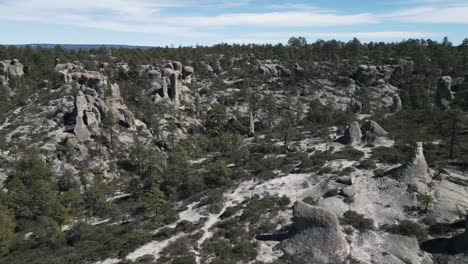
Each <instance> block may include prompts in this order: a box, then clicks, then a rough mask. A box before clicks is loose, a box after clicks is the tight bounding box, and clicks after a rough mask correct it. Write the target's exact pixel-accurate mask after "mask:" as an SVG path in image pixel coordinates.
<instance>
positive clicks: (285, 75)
mask: <svg viewBox="0 0 468 264" xmlns="http://www.w3.org/2000/svg"><path fill="white" fill-rule="evenodd" d="M258 72H259V73H260V74H262V75H264V76H271V77H282V76H290V75H291V74H292V72H291V70H290V69H286V68H285V67H284V66H282V65H279V64H275V63H269V64H263V65H261V66H260V67H258Z"/></svg>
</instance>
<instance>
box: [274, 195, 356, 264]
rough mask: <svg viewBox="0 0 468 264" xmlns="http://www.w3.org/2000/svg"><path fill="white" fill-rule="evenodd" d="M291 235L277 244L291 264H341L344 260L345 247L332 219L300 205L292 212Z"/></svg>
mask: <svg viewBox="0 0 468 264" xmlns="http://www.w3.org/2000/svg"><path fill="white" fill-rule="evenodd" d="M293 210H294V211H293V221H294V224H293V227H294V230H295V234H294V235H293V236H292V237H291V238H289V239H287V240H284V241H283V242H281V244H280V246H281V249H282V250H283V251H284V253H285V254H287V255H288V256H290V257H291V258H292V259H293V260H294V261H295V263H315V264H329V263H342V262H343V261H345V259H346V258H347V256H348V253H349V244H348V242H347V241H346V238H345V236H344V234H343V233H342V231H341V226H340V224H339V222H338V218H337V217H336V215H334V214H332V213H330V212H328V211H326V210H325V209H322V208H319V207H313V206H310V205H307V204H305V203H304V202H300V201H299V202H296V204H295V205H294V209H293Z"/></svg>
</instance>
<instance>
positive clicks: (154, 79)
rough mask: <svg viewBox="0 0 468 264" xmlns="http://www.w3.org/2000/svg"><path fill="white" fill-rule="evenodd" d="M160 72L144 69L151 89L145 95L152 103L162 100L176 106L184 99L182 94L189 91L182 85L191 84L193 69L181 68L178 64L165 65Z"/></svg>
══════
Aim of the task — Starting at the first line of the records above, set down each line exactly through the one that holds "box: [274, 195, 356, 264]". Omit pictures.

The completed task —
Each <instance> block may include prompts in this order: a box, then clicks, then a rough mask. A box before clicks is loose, a box after clicks is the tight bounding box, and clicks after a rough mask correct it. Write the target's exact pixel-accurate mask after "mask:" as an SVG path in image pixel coordinates.
<instance>
positive clicks: (285, 75)
mask: <svg viewBox="0 0 468 264" xmlns="http://www.w3.org/2000/svg"><path fill="white" fill-rule="evenodd" d="M258 72H259V73H260V74H262V75H264V76H271V77H282V76H290V75H291V74H292V72H291V70H290V69H286V68H285V67H284V66H282V65H279V64H275V63H269V64H263V65H261V66H260V67H258Z"/></svg>
</instance>
<instance>
box: [274, 195, 356, 264]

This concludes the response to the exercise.